[EXERCISE REQUIREMENTS]:
Could you repeat, word for word, every line from the one containing "Wildlife-survey tagging: tag each instance of the overcast sky" through the final line of the records below, and nothing else?

◆ ◆ ◆ ◆

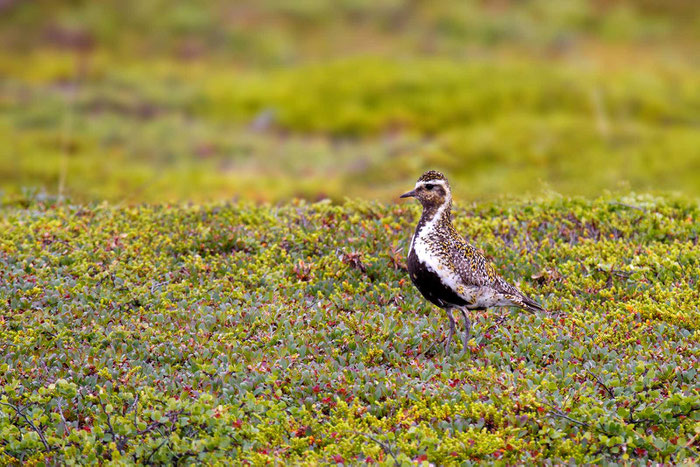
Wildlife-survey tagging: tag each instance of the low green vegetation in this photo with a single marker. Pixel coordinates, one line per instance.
(292, 334)
(358, 127)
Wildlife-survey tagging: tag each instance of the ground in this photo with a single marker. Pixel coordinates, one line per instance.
(292, 333)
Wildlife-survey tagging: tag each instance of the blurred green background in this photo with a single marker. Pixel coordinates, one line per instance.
(168, 101)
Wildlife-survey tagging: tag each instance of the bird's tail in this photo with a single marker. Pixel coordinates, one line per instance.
(529, 304)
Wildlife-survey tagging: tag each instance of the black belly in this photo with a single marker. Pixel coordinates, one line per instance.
(429, 284)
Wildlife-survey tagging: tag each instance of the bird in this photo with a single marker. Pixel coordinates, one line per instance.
(447, 270)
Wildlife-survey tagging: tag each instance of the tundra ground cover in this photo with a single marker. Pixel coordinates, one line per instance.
(269, 100)
(291, 333)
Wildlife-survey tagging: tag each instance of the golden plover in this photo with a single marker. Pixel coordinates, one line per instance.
(446, 269)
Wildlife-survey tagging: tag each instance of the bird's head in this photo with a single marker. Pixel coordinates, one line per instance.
(432, 190)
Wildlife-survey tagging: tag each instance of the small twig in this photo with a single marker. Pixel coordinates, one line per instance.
(607, 389)
(30, 423)
(110, 430)
(165, 440)
(439, 341)
(558, 413)
(63, 418)
(384, 446)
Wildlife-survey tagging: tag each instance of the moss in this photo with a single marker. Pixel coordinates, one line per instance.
(235, 332)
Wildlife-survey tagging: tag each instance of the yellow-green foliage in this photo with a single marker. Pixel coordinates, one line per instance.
(360, 127)
(291, 334)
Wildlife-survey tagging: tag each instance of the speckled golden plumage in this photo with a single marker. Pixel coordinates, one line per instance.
(446, 269)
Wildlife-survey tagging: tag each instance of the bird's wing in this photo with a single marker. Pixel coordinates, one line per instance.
(472, 267)
(474, 270)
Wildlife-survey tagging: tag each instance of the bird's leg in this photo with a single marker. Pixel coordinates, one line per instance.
(452, 330)
(467, 330)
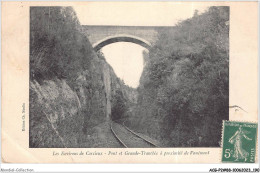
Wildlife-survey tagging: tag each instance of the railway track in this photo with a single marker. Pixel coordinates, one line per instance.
(128, 138)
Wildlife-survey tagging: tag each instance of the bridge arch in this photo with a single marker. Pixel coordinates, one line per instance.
(121, 38)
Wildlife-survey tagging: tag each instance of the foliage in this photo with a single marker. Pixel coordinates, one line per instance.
(188, 75)
(57, 48)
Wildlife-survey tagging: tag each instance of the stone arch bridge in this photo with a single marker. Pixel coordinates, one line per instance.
(102, 35)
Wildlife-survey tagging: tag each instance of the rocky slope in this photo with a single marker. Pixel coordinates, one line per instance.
(73, 91)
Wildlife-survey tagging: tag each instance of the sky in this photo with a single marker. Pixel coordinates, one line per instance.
(127, 58)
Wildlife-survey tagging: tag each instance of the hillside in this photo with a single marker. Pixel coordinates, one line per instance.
(73, 91)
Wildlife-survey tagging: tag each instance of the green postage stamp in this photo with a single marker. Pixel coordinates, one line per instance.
(239, 142)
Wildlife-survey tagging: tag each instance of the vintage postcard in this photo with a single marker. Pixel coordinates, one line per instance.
(129, 82)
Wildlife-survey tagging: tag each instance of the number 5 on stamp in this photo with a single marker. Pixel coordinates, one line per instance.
(239, 142)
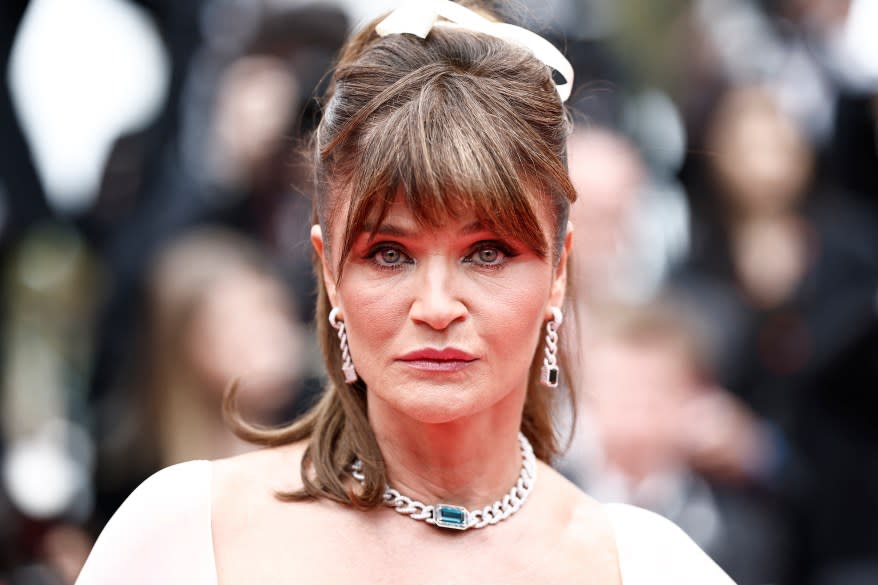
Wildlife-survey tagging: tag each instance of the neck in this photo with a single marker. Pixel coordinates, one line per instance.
(469, 462)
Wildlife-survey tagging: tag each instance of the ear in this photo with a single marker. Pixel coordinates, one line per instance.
(326, 264)
(559, 279)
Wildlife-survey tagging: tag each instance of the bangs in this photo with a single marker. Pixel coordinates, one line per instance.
(445, 165)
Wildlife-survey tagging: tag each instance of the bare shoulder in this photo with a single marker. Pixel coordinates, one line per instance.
(585, 525)
(275, 469)
(246, 485)
(654, 550)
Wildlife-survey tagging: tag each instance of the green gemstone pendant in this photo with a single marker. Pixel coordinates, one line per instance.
(448, 516)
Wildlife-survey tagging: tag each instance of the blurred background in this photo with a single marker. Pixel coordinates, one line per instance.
(154, 217)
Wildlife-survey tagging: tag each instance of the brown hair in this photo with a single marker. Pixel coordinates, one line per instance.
(459, 122)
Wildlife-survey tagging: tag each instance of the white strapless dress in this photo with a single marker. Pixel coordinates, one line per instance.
(162, 535)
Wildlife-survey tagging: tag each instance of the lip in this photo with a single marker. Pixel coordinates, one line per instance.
(447, 359)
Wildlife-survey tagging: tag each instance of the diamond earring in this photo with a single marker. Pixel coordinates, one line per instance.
(550, 374)
(347, 365)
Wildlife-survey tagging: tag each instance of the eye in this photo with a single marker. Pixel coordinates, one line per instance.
(389, 257)
(489, 254)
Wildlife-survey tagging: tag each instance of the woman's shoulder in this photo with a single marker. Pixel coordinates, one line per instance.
(654, 550)
(161, 533)
(257, 473)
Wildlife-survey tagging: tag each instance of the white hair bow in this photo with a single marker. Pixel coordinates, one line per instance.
(418, 18)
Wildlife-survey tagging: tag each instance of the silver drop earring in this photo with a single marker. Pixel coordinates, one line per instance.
(550, 374)
(347, 365)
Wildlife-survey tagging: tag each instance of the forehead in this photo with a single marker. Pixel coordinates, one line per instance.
(460, 216)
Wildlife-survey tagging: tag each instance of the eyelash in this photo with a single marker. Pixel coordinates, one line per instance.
(504, 253)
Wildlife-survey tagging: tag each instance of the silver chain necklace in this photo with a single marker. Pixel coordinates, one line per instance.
(458, 517)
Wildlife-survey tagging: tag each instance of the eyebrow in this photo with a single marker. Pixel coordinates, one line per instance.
(389, 229)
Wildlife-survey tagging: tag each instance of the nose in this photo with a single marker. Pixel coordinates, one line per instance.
(437, 301)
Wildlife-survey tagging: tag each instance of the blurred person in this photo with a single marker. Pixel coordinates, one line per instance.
(441, 239)
(788, 274)
(631, 231)
(217, 311)
(649, 410)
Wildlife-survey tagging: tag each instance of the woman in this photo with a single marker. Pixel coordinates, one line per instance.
(441, 243)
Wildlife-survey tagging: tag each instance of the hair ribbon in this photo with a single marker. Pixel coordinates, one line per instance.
(419, 17)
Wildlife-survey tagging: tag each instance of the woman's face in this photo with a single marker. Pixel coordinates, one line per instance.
(442, 323)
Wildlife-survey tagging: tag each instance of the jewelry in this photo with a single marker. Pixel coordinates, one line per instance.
(347, 365)
(550, 374)
(419, 17)
(458, 517)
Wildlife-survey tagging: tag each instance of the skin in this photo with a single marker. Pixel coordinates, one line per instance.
(447, 433)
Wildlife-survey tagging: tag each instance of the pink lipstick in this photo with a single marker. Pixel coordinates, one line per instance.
(438, 360)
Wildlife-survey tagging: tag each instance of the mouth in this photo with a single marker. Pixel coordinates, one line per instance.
(438, 360)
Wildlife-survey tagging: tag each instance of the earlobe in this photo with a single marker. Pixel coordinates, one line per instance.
(559, 280)
(321, 251)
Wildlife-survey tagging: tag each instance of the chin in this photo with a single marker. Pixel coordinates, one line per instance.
(435, 403)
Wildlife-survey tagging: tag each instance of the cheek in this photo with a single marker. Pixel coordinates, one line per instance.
(374, 314)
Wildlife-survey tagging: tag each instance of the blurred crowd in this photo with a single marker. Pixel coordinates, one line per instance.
(725, 155)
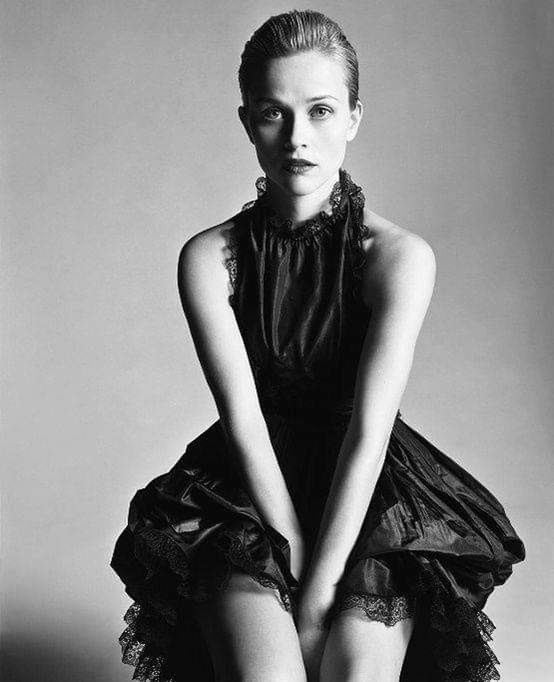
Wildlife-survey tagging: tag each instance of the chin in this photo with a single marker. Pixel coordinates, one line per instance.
(302, 183)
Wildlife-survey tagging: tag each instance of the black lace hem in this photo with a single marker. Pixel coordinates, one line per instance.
(457, 636)
(159, 613)
(387, 610)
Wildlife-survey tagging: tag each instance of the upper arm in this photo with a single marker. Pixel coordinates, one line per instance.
(203, 289)
(398, 284)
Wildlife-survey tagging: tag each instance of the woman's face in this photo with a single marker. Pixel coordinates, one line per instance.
(298, 108)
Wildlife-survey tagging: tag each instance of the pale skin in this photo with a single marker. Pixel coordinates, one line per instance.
(250, 636)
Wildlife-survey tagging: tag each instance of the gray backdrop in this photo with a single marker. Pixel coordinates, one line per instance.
(121, 140)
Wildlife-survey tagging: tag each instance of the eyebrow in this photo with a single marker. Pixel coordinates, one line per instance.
(275, 101)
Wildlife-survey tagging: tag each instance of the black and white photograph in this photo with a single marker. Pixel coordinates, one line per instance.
(277, 341)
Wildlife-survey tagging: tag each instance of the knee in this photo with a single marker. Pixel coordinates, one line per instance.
(274, 674)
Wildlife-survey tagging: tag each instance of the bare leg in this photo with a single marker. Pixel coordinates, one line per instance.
(358, 649)
(249, 634)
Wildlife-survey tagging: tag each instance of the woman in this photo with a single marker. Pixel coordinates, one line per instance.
(309, 533)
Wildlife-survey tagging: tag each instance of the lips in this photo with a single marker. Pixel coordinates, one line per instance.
(298, 163)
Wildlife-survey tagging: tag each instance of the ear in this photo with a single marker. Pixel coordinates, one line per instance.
(355, 118)
(245, 120)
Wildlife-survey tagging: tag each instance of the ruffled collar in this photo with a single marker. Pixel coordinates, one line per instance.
(342, 190)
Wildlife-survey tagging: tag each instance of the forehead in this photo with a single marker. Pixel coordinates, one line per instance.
(300, 77)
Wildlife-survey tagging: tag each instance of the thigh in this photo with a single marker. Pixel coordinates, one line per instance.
(358, 648)
(250, 635)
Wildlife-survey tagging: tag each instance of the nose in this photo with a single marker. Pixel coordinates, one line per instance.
(296, 133)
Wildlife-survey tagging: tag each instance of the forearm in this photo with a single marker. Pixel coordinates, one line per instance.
(253, 451)
(358, 467)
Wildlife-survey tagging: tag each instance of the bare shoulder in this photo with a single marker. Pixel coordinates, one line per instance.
(396, 258)
(206, 258)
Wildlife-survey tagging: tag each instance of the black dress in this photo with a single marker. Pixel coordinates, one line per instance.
(434, 542)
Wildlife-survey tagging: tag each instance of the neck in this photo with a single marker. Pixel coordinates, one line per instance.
(299, 209)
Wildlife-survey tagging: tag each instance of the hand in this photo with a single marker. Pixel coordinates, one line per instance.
(297, 557)
(315, 602)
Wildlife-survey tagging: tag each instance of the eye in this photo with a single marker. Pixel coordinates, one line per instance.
(272, 114)
(321, 112)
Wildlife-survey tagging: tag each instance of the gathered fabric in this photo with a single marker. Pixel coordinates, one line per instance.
(434, 542)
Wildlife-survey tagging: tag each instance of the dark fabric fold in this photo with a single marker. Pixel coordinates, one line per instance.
(434, 542)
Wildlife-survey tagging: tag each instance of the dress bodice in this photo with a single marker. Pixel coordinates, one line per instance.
(297, 301)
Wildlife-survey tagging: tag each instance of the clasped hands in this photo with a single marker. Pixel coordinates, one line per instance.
(316, 596)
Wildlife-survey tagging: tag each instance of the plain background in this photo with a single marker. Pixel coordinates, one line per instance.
(121, 140)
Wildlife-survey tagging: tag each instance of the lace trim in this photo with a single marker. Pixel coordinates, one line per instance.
(387, 610)
(458, 632)
(148, 641)
(283, 227)
(230, 262)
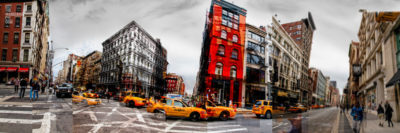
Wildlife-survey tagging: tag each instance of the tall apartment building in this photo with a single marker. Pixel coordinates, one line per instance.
(174, 84)
(221, 59)
(286, 60)
(254, 67)
(132, 59)
(24, 44)
(375, 61)
(302, 33)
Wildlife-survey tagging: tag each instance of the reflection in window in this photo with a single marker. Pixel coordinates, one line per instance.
(218, 68)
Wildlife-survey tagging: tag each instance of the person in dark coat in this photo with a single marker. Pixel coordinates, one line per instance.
(388, 113)
(23, 84)
(380, 112)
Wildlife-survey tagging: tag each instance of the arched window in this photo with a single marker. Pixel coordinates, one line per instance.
(233, 71)
(234, 54)
(221, 50)
(223, 34)
(234, 38)
(218, 68)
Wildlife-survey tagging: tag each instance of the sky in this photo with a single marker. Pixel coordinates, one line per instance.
(82, 25)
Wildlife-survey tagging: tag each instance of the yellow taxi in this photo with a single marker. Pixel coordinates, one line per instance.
(133, 99)
(177, 108)
(221, 112)
(79, 98)
(263, 107)
(298, 108)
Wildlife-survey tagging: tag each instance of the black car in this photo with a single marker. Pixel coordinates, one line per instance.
(65, 89)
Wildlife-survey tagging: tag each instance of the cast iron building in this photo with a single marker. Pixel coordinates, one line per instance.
(133, 60)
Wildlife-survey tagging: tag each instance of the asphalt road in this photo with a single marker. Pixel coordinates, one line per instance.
(312, 121)
(114, 117)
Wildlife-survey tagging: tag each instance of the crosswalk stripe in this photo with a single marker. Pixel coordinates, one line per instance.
(14, 112)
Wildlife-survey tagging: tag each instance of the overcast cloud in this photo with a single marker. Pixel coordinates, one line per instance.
(82, 25)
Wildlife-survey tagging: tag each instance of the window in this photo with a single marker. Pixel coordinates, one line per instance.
(234, 54)
(18, 9)
(15, 55)
(234, 38)
(7, 22)
(29, 8)
(223, 34)
(17, 21)
(221, 50)
(218, 68)
(27, 37)
(26, 55)
(28, 21)
(4, 55)
(8, 9)
(16, 38)
(5, 38)
(233, 71)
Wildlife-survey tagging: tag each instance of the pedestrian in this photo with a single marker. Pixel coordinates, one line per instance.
(388, 113)
(380, 112)
(357, 113)
(23, 85)
(16, 85)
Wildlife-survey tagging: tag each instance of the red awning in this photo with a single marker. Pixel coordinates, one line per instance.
(2, 69)
(12, 69)
(22, 70)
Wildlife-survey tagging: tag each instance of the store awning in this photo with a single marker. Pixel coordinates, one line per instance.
(22, 70)
(12, 69)
(395, 79)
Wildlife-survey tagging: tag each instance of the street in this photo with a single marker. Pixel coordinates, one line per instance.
(312, 121)
(115, 117)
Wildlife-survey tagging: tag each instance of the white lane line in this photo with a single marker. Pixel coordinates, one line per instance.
(19, 121)
(14, 112)
(139, 116)
(172, 126)
(46, 123)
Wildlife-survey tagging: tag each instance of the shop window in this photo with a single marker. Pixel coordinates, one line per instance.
(234, 54)
(218, 68)
(223, 34)
(233, 71)
(221, 50)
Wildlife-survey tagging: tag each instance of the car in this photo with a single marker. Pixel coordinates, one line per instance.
(64, 89)
(133, 99)
(221, 112)
(79, 98)
(176, 108)
(90, 94)
(298, 108)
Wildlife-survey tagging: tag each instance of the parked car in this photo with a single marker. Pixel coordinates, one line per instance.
(64, 89)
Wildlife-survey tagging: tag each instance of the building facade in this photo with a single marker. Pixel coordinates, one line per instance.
(174, 84)
(221, 59)
(23, 56)
(254, 67)
(133, 60)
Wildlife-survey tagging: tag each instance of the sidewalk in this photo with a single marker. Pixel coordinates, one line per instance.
(370, 124)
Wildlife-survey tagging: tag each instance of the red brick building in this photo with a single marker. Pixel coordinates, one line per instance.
(11, 14)
(221, 60)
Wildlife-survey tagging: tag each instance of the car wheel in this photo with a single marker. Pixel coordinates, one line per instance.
(224, 116)
(194, 116)
(131, 104)
(268, 115)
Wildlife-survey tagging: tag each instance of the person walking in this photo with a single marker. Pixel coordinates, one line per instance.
(23, 84)
(16, 85)
(380, 112)
(388, 113)
(357, 113)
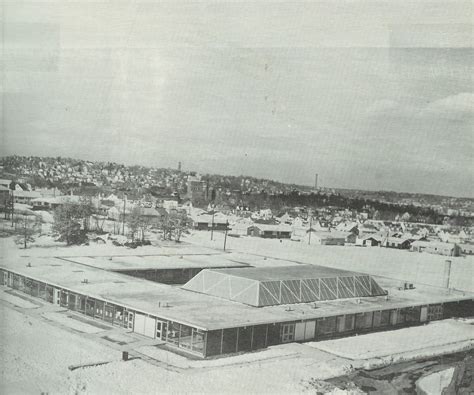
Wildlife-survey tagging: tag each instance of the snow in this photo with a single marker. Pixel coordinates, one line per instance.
(414, 341)
(282, 351)
(435, 383)
(17, 301)
(36, 351)
(36, 356)
(70, 322)
(400, 264)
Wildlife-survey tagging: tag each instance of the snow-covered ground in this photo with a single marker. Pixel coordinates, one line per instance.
(37, 351)
(35, 355)
(415, 342)
(435, 383)
(37, 347)
(405, 265)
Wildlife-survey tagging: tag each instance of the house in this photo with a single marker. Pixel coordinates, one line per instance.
(369, 240)
(240, 228)
(467, 249)
(434, 247)
(25, 197)
(218, 221)
(349, 237)
(270, 231)
(50, 203)
(284, 218)
(397, 242)
(4, 197)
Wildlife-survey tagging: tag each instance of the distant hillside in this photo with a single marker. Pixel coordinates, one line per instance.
(67, 172)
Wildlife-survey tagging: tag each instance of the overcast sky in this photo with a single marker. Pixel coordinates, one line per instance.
(374, 95)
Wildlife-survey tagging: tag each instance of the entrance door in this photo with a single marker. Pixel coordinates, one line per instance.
(161, 328)
(56, 296)
(130, 320)
(287, 333)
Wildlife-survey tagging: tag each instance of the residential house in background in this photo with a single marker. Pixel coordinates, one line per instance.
(434, 247)
(280, 231)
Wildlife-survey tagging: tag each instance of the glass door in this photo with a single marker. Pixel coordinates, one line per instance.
(161, 329)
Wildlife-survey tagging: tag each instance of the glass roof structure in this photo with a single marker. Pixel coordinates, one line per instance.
(283, 285)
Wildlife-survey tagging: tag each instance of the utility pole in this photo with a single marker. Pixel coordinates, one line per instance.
(212, 224)
(310, 225)
(225, 235)
(123, 214)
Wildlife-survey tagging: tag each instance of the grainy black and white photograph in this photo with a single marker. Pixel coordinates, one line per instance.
(236, 197)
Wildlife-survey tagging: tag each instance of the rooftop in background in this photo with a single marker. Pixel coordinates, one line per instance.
(267, 286)
(287, 273)
(157, 262)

◆ ◆ ◆ ◆

[WRITTEN RESPONSE]:
Wildlife-survey tagging: tag each instance of the overcast sky in this photo with a single marker. Pixel coordinates, one line per instance.
(374, 95)
Wildlife-survey tagging: tag each instance of the entrance door in this photo with a single marker. Pixel coordinates, one line per instance.
(161, 328)
(56, 296)
(130, 320)
(287, 333)
Wildlife-survey tagging: tag each instance of the residential house in background in this photo with a single marker. Pixel coordinates, one line per instance.
(434, 247)
(280, 231)
Wildlife-survey tagging: tag each instance of the glass door in this photo with a single marker. Pixel coordinates, one line per instance.
(161, 329)
Wildlife-survey tagging: tag each instance of the glass roof structure in this photo with a single marker. Pixel coordinates, one line per instance.
(283, 285)
Wildlife-survey tagging: tag each instance of the utility pole in this photo with a single marker. Pixel coordinates, one line per instance.
(212, 224)
(310, 225)
(225, 235)
(123, 214)
Wildlife-survey tagging: tag each instance of the grainy black and white photograph in this photo with a single marker. Pixel coordinates, one line per instance.
(236, 197)
Wildlife-survey tagging: tag each instance of the rooftop in background in this photo with a single marker. Pixel coordinates, one line per instance.
(267, 286)
(287, 273)
(157, 262)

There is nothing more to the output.